• Exercise details:
Swap every instance of "matching region" for "matching area" in the data below and reproduce it with no other changes.

(Object detection data)
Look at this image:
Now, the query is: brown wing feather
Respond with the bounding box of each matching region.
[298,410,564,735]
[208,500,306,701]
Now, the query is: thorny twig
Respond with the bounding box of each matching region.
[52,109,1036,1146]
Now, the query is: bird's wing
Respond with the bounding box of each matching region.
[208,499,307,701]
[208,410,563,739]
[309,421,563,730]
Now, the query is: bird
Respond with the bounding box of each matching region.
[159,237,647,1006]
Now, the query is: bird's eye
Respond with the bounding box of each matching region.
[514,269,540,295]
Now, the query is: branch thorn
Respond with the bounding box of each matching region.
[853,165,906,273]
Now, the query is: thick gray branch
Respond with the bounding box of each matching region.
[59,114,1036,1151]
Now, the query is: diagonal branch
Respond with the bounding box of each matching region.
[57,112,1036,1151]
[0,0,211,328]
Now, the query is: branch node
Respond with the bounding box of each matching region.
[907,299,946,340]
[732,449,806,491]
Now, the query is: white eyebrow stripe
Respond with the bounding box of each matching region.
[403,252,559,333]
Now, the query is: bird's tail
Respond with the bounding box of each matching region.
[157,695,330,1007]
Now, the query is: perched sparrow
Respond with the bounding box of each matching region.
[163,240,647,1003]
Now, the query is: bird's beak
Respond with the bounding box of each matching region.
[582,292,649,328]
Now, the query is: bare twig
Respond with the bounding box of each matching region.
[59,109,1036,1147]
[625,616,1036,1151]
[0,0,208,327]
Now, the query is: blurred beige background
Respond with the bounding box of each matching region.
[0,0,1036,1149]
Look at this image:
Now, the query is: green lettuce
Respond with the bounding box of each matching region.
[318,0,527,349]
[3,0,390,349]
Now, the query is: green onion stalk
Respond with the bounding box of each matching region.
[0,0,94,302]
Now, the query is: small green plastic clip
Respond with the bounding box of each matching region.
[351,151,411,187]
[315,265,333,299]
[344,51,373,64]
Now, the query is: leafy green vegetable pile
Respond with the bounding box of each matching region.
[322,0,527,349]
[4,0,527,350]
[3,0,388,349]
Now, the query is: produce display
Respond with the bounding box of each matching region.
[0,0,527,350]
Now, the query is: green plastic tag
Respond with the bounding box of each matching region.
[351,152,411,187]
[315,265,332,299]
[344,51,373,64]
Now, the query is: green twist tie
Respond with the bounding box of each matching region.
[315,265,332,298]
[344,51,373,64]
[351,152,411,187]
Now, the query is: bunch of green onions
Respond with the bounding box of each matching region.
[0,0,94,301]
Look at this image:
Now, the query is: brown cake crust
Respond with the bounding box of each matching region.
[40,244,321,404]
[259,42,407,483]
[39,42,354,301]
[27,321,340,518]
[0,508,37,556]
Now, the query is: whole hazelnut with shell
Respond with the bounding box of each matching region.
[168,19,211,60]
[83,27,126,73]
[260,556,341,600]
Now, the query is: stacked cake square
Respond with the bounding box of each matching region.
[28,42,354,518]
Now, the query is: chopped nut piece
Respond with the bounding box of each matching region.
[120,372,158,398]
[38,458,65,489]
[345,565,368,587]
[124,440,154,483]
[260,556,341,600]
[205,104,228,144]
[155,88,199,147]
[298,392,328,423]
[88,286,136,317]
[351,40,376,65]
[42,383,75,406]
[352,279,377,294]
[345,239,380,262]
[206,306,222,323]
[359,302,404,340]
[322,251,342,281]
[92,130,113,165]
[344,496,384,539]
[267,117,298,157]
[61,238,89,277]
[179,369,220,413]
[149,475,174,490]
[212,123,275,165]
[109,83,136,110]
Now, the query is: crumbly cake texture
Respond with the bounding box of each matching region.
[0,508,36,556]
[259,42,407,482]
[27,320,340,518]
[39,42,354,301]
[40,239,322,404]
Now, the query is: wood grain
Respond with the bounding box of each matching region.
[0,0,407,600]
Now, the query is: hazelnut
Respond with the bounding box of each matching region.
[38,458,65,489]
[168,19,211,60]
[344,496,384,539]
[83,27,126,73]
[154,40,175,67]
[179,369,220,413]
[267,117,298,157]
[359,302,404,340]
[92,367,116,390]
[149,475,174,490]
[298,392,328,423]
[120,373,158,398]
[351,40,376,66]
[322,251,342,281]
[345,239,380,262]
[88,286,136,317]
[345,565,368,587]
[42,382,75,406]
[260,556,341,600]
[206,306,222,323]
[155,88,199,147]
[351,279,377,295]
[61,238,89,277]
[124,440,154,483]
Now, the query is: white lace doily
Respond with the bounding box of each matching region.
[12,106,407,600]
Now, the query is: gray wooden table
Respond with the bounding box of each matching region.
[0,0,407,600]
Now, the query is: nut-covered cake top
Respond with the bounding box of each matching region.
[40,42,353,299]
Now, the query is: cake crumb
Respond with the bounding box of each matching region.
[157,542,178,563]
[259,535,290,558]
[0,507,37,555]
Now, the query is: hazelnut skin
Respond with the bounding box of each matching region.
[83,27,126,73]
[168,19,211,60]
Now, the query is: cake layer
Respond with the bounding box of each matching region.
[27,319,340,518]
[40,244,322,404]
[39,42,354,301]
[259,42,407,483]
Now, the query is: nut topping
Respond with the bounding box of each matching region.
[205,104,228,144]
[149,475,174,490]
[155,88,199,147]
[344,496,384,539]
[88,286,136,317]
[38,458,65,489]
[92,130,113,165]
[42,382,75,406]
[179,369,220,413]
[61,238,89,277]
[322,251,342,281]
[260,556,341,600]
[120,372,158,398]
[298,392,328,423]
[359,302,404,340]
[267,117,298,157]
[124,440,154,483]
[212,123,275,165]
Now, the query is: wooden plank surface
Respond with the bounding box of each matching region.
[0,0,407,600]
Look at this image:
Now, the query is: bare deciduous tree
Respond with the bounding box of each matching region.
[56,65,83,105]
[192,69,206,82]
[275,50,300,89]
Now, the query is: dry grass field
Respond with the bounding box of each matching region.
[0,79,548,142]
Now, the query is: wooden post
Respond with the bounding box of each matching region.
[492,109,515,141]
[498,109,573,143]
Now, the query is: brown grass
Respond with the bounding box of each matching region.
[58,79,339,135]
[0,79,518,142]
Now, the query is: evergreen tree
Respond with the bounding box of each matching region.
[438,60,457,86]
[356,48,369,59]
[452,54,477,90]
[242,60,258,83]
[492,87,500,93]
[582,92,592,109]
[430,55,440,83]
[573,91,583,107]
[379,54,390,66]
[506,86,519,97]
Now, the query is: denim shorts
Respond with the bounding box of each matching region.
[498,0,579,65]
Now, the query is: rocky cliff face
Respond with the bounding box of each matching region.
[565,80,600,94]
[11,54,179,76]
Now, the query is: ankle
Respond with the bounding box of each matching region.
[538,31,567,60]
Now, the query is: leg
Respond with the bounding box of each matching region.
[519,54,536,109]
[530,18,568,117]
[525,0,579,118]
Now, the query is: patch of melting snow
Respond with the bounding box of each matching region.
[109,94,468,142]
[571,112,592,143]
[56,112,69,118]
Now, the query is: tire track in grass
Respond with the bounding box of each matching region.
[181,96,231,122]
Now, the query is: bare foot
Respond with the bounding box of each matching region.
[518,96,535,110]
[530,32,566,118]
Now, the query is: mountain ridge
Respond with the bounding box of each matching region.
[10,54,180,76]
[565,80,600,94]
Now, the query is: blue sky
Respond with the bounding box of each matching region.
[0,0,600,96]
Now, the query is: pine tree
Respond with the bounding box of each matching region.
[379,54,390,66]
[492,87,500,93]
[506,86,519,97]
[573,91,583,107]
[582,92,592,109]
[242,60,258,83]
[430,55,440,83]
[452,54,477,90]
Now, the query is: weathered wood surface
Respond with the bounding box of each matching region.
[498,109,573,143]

• Task solution:
Look at this image:
Now, the query is: brown wing feather
Respond with the bounding box of each matching area.
[298,410,564,735]
[208,500,306,701]
Now, the query is: thorny twig
Respond with the bounding box of each matching area.
[52,109,1036,1146]
Now, the query is: bird's wing
Respond with the bounding box of each matching area.
[208,499,307,701]
[208,410,563,739]
[309,421,563,730]
Now, the query is: bird
Respond with the bounding box of each matching area.
[159,237,647,1006]
Now, the query is: bird's eye
Respond with the bounding box of each matching area.
[514,269,540,295]
Now, the query is: branch thorn
Respond with the bounding box of each matching area.
[853,165,906,273]
Now, the query is: thick gray branch
Respond with the bounding box of each matching area.
[59,114,1036,1151]
Now, the query is: diagonal branch
Respond with the bounding box of each matching area.
[57,112,1036,1151]
[0,0,211,328]
Now, the query is: branch node
Respond with the bounding box of each matching area.
[907,299,946,340]
[732,449,806,491]
Now, the query is: white eyebrow stripe
Respond with the bounding box of each matching area.
[403,252,559,333]
Now, the query is: bird's tail
Respond with the bounding box of each matching area.
[157,695,330,1007]
Now, the query is: perched sparrow
Respond with the bounding box of each matching area.
[163,240,647,1003]
Now, the query is: bird's beak
Respond with the bounding box of each matching area.
[582,292,649,328]
Now, the query is: bare twig
Respond with the bounding box of each matching area.
[59,109,1036,1147]
[625,616,1036,1151]
[0,0,208,327]
Now, the query is: blurred beige background
Respond with the bounding box of each matching area.
[0,0,1036,1149]
Look at this image:
Now, the query is: green lettuce
Respond with the bounding box of each matching area.
[318,0,527,349]
[3,0,390,349]
Now, the query is: green onion stalk
Respond with the bounding box of each matching area.
[0,0,94,302]
Now, the query is: small green plastic clip
Respond with the bounding box of each matching area.
[351,151,411,187]
[315,265,333,299]
[344,51,373,64]
Now, the query is: leafy green vegetable pile
Respond with the bounding box of each matching area.
[322,0,527,349]
[4,0,527,350]
[3,0,388,349]
Now, the query is: produce display
Respond with the bounding box of each matching area.
[0,0,527,350]
Now, the query is: green plastic tag
Respond with the bounding box of each matching area.
[351,152,411,187]
[315,265,332,299]
[344,51,373,64]
Now, the query is: green twist tie
Respond with the bounding box of each matching area.
[315,265,332,298]
[344,51,373,64]
[351,152,411,187]
Now, the query is: bunch of green onions
Respond with the bounding box of each matching area.
[0,0,94,301]
Look at this image:
Now, the query is: brown cake crust
Respond with the bounding box of each matching area.
[40,244,321,404]
[259,42,407,483]
[39,42,354,301]
[27,321,340,518]
[0,508,37,556]
Now, the query is: whole hazelnut with shell
Respond with the bounding box of each matching area.
[168,19,211,60]
[83,27,126,73]
[260,556,341,600]
Now, the query is: stacked cake square
Respond with the bounding box of each matching area.
[28,42,354,518]
Now, the query is: chopped nut piece
Respond with the bounding box of each matching area.
[120,372,158,398]
[38,458,65,489]
[345,565,368,587]
[124,440,154,483]
[260,556,341,600]
[205,104,228,144]
[155,88,199,147]
[298,392,328,423]
[88,286,136,317]
[351,40,376,65]
[42,383,75,406]
[352,279,377,294]
[345,239,380,262]
[206,306,222,323]
[359,302,404,340]
[322,251,342,281]
[92,130,113,165]
[344,496,384,539]
[267,117,298,157]
[61,238,89,277]
[179,369,220,413]
[149,475,174,490]
[212,123,275,165]
[109,83,136,110]
Now, the query is: crumbly cake texture
Respond with the bounding box of each matching area.
[0,508,36,556]
[259,42,407,482]
[27,320,340,518]
[39,42,354,301]
[40,239,322,404]
Now, the query is: wood grain
Respond with the bounding box of each matching area.
[0,0,407,600]
Now, the query is: hazelnut
Respond with the bounding box of each matching area.
[38,458,65,489]
[168,19,211,60]
[344,496,384,539]
[83,27,126,73]
[154,40,175,67]
[179,369,220,413]
[267,117,298,157]
[359,302,404,340]
[92,367,116,390]
[149,475,174,490]
[298,392,328,423]
[120,373,158,398]
[351,40,376,66]
[322,251,342,281]
[345,239,380,262]
[88,286,136,317]
[345,565,368,587]
[42,382,75,406]
[260,556,341,600]
[206,306,222,323]
[155,88,199,147]
[351,279,377,295]
[61,238,89,277]
[124,440,154,483]
Now, the query is: white lace doily
Respond with the bounding box of each matching area.
[12,106,407,600]
Now, the query is: gray wooden table
Respond with the bounding box of each matching area.
[0,0,407,600]
Now, the query is: nut-covered cake top
Respond with the bounding box of each matching area.
[40,42,353,299]
Now, the query is: cake crumb
Respond with the bounding box of each matching area.
[157,542,178,563]
[259,535,290,558]
[0,507,37,555]
Now, the query is: hazelnut skin
Respond with the bounding box of each matching area.
[83,27,126,73]
[168,19,211,60]
Now, the query is: cake layer
Respond with the bounding box of each matching area.
[27,319,340,518]
[40,244,322,404]
[39,42,354,301]
[259,42,407,483]
Now, the query is: nut topping
Respond with the bounding box of each matching area.
[205,104,228,144]
[149,475,174,490]
[155,88,199,147]
[344,496,384,539]
[88,286,136,317]
[38,458,65,489]
[92,130,113,165]
[42,382,75,406]
[179,369,220,413]
[61,238,89,277]
[322,251,342,281]
[260,556,341,600]
[120,372,158,398]
[298,392,328,423]
[359,302,404,340]
[267,117,298,157]
[124,440,154,483]
[212,123,275,165]
Now, the query is: wooden plank surface
Respond with the bounding box of each matching area.
[0,0,407,600]
Look at this image:
Now, the query is: bare deciduous tree
Respond with the bounding box of each matching area.
[56,65,83,105]
[192,69,206,82]
[275,50,300,89]
Now, the query is: dry grass field
Respond with the bounding box of each matching area.
[0,79,548,142]
Now, the query is: wooden post
Respond with the bounding box of each matching area.
[492,109,515,141]
[498,109,573,143]
Now, the query is: brown grass
Respond with the bounding box of each matching area.
[58,79,339,135]
[0,79,518,142]
Now, the query is: evergreen tree
Respond with the bounding box of each matching area.
[438,60,457,86]
[356,48,369,59]
[452,54,477,90]
[242,60,258,83]
[492,87,500,93]
[582,92,592,109]
[430,55,440,83]
[573,91,583,107]
[379,54,390,66]
[506,86,519,97]
Now, the query is: denim shorts
Respond with the bounding box of each matching area.
[498,0,579,65]
Now, the query is: rocky cliff face
Respond with the bounding box of each matching area.
[565,80,600,94]
[11,54,179,76]
Now, the query is: ankle
Respond with the bounding box of each matching area.
[538,31,567,60]
Now, the query is: leg
Respond with the bounding box of each matching area.
[519,54,536,109]
[530,18,568,117]
[525,0,579,118]
Now, the query is: patch of melting snow
Respond with the bounding box of each matching area.
[109,94,468,142]
[571,112,592,143]
[56,112,69,118]
Now, the query is: tire track in grass
Respond with the bounding box of each matching area.
[181,96,231,122]
Now, the query is: bare foot
Respond with the bounding box of each matching area.
[518,96,535,110]
[530,32,566,118]
Now, the query is: mountain ridge
Respond with the bounding box of each matching area.
[10,54,180,76]
[565,80,600,94]
Now, the query is: blue sky
Respond with the bounding box of each matching area.
[0,0,600,96]
Now, the query is: pine tree
Respond with the bounding box of each matching area.
[379,54,390,66]
[492,87,500,93]
[506,86,519,97]
[573,91,583,107]
[582,92,592,109]
[242,60,258,83]
[430,55,440,83]
[452,54,477,90]
Now, the query is: weathered wood surface
Respond with the bounding box of each matching area.
[498,109,573,143]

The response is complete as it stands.